Brief A: In the passage on minimum passing scores, which two formats do the school district assessments combine?
Brief B: Check each statement against the passage on minimum passing scores. Answer yes or no for each, and quote the words that settle it. (i) Scores on these assessments can be used for promotion decisions. (ii) The model relies on a single standard setting methodology. (iii) The illustrative case comes from a small rural school district.
Brief C: Carry the passage on minimum passing scores forward, starting after its final sentence.

Document extract:
■ ■ ■

Many school districts are developing assessments that incorporate both 
selected response and constructed response formats. Scores on these 
assessments can be used for a variety of purposes ranging from subject 
remediation to promotion decisions. These policy decisions are informed by 
recommendations for Minimum Passing Scores (MPSs) from standard setting 
studies. This paper presents a model for setting MPSs on mixed assessments 
using a combination of two standard setting methodologies. The model is 
described in detail and an illustrative case is presented for a large 
metropolitan school district in the Midwest.

■ ■ ■

Entries from an annotation dataset:
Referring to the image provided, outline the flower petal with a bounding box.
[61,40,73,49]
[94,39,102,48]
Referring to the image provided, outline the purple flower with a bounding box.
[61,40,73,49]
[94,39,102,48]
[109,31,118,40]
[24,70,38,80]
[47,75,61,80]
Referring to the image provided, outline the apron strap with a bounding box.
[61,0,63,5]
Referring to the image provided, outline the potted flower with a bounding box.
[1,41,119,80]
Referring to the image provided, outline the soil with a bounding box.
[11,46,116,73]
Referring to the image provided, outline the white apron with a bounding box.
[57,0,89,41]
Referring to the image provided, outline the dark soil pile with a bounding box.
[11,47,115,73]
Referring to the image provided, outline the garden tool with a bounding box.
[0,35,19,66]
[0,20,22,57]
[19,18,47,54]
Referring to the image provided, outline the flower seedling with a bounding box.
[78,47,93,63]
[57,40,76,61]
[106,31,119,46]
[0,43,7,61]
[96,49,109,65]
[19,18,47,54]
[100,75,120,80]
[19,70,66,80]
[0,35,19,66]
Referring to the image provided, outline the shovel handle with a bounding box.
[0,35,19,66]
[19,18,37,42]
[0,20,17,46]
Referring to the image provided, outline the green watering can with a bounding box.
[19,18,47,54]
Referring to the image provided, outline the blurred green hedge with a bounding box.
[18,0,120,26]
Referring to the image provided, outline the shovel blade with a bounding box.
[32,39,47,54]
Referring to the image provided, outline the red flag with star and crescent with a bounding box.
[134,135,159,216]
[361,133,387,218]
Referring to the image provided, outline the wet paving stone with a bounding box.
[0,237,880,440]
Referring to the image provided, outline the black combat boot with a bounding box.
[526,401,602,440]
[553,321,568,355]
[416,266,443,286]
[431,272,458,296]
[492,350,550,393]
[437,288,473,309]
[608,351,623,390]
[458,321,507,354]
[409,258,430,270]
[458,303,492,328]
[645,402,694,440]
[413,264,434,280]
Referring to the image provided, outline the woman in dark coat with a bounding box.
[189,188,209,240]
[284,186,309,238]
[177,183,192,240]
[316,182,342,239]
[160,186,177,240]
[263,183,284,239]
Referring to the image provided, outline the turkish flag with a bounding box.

■ ■ ■

Response A: Selected response and constructed response formats.

Response B:
(i) Yes: "ranging from subject remediation to promotion decisions"
(ii) No: "using a combination of two standard setting methodologies"
(iii) No: "a large metropolitan school district in the Midwest"

Response C:
3 



2 



Introduction 



Test -centered methods for setting Minimum Passing Scores (MPSs) , or 
cutscores, on selected response assessments have been well researched. The 
most prevalent method for setting MPSs on these types of assessments is the 
Angoff (1971) method (Sireci and Biskin, 1992). There is less congruence on 
methods for setting MPSs on tests using constructed response items. Some of 
the methods reported in the literature include the Judgmental Policy Capturing 
Method (Jaeger, 1994), the Dominant Profile Method (Plake, Hambleton, & Jaeger, 
1997), an Integrated Judgment Method (Jaeger & Mills, 1998) and the Analytical 
Judgment Method (Plake & Hambleton, in press) . Other reported methods include 
an extension of the Angoff method (Hambleton & Plake, 1995) and a paper 
selection approach (Hambleton, Jaeger, Mills, & Plake, in press), (Cross, 

Frary, Kelly, Small, & Impara, 1985) . 

Many school districts are developing assessments that blend selected 
response and constructed response formats. These mixed assessment approaches 
have been used to make high-stakes decisions about students (assignment to 
remedial or other "relooping-types" of educational programs or, in some cases, 
decisions about whether students will be permitted to graduate from high 
school) .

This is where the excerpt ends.